## Task
Show each line from the data below that contains the string "side", copied in full. Case counts, so uppercase and lowercase letters must match.

----

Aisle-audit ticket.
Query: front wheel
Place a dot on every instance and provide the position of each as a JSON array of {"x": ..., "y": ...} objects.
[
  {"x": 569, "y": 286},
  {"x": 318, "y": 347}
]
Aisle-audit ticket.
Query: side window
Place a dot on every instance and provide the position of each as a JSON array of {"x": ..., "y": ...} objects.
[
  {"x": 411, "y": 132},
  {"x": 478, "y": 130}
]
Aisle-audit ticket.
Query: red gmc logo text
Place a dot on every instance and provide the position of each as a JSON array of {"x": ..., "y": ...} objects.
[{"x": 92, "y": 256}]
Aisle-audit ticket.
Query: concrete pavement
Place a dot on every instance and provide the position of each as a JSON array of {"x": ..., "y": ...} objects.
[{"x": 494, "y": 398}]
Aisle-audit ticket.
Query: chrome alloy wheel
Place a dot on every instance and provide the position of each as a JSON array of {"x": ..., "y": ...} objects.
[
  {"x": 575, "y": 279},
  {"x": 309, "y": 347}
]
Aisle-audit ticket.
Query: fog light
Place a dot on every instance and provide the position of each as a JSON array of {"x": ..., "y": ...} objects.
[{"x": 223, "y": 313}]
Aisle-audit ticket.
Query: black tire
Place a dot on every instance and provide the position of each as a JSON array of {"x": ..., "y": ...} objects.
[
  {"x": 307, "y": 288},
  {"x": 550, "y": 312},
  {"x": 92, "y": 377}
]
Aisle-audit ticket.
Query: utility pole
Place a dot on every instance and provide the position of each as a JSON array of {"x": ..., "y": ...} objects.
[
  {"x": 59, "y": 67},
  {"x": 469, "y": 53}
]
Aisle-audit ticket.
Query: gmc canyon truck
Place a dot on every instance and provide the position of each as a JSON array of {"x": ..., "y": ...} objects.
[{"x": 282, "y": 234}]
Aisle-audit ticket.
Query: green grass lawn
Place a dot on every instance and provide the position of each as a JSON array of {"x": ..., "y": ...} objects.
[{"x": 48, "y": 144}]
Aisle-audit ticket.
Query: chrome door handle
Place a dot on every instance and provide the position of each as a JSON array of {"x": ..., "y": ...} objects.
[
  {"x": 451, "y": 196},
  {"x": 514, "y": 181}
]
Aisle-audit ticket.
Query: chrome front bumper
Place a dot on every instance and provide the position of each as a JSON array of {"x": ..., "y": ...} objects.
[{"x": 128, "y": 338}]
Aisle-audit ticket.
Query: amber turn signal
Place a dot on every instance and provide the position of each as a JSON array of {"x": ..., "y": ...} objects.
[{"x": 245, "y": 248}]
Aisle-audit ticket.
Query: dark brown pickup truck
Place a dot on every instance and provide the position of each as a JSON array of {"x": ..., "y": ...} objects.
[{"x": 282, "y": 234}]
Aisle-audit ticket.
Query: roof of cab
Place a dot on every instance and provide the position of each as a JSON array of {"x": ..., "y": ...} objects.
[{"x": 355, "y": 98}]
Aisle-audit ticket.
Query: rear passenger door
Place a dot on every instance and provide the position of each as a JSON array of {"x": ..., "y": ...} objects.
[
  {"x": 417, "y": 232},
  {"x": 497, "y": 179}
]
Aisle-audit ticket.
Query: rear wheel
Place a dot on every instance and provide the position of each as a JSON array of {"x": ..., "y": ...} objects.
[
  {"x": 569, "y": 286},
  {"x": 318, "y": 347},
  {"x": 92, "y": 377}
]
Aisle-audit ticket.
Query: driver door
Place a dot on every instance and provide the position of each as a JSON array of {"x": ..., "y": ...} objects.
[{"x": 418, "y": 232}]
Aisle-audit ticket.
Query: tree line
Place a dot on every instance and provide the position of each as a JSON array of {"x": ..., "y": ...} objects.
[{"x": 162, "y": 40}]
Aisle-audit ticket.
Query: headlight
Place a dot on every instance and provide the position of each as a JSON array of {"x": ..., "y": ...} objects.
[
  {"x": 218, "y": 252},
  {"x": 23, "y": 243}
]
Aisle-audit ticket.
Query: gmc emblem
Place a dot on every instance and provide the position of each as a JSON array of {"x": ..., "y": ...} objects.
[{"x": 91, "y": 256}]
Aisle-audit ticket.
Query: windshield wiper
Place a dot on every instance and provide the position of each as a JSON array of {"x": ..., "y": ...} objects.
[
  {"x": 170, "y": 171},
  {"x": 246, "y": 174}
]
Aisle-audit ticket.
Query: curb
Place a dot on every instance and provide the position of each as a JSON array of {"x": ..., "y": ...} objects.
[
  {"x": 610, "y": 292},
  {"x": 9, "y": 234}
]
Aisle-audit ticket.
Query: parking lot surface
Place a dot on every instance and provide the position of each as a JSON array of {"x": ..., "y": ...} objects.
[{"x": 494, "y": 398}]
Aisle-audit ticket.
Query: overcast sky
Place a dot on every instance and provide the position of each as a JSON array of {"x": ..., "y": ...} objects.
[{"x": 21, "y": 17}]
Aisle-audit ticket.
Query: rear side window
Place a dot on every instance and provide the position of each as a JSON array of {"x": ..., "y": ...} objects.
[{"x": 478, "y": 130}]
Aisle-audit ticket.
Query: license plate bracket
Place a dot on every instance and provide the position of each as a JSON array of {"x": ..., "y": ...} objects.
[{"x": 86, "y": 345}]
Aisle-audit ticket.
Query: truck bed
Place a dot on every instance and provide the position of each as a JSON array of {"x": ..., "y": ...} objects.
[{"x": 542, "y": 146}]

----

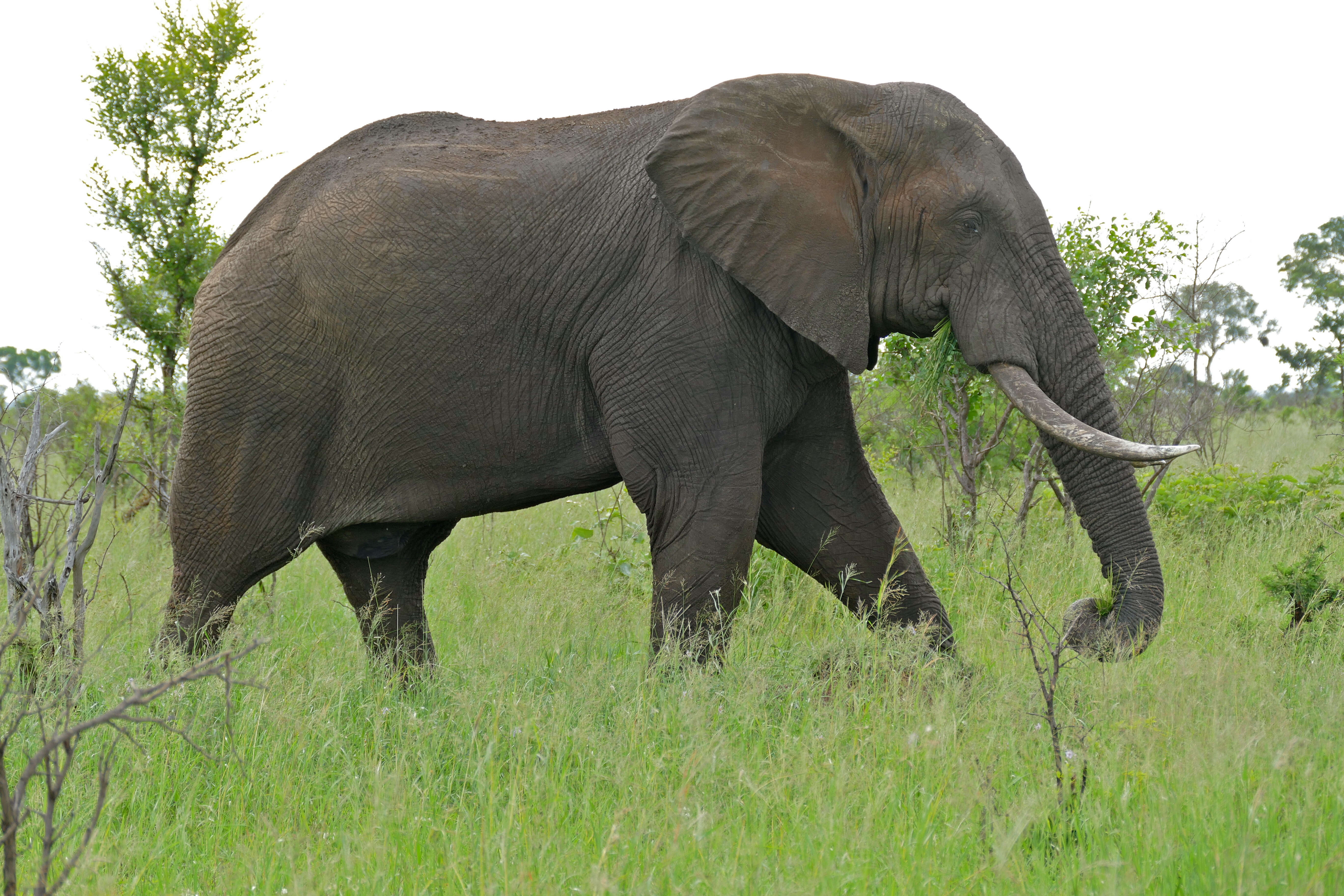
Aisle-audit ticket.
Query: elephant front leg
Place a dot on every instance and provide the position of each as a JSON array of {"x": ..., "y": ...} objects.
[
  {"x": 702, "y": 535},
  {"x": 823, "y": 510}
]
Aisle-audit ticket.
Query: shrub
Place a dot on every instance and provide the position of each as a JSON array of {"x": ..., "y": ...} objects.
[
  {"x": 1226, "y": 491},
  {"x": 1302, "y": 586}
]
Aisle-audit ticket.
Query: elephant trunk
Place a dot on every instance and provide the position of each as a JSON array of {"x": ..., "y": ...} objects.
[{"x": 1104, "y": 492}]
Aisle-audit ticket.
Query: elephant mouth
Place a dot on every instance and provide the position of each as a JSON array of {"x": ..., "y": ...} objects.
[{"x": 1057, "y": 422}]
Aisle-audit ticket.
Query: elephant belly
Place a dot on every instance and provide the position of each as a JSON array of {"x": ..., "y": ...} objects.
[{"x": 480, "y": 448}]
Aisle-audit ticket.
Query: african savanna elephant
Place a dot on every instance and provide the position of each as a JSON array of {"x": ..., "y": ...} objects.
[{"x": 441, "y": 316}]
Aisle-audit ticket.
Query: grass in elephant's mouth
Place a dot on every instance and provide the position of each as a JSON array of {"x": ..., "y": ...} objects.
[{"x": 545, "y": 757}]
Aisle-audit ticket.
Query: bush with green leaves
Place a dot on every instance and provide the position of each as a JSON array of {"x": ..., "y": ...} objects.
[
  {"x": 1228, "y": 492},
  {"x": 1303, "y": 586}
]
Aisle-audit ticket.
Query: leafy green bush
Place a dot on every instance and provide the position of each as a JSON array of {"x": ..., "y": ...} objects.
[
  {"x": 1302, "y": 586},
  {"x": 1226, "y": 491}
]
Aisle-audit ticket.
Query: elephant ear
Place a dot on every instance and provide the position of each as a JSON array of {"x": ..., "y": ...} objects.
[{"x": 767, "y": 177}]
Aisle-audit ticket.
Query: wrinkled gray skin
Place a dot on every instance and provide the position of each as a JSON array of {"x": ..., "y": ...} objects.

----

## Answer in full
Query: side window
Query: rear side window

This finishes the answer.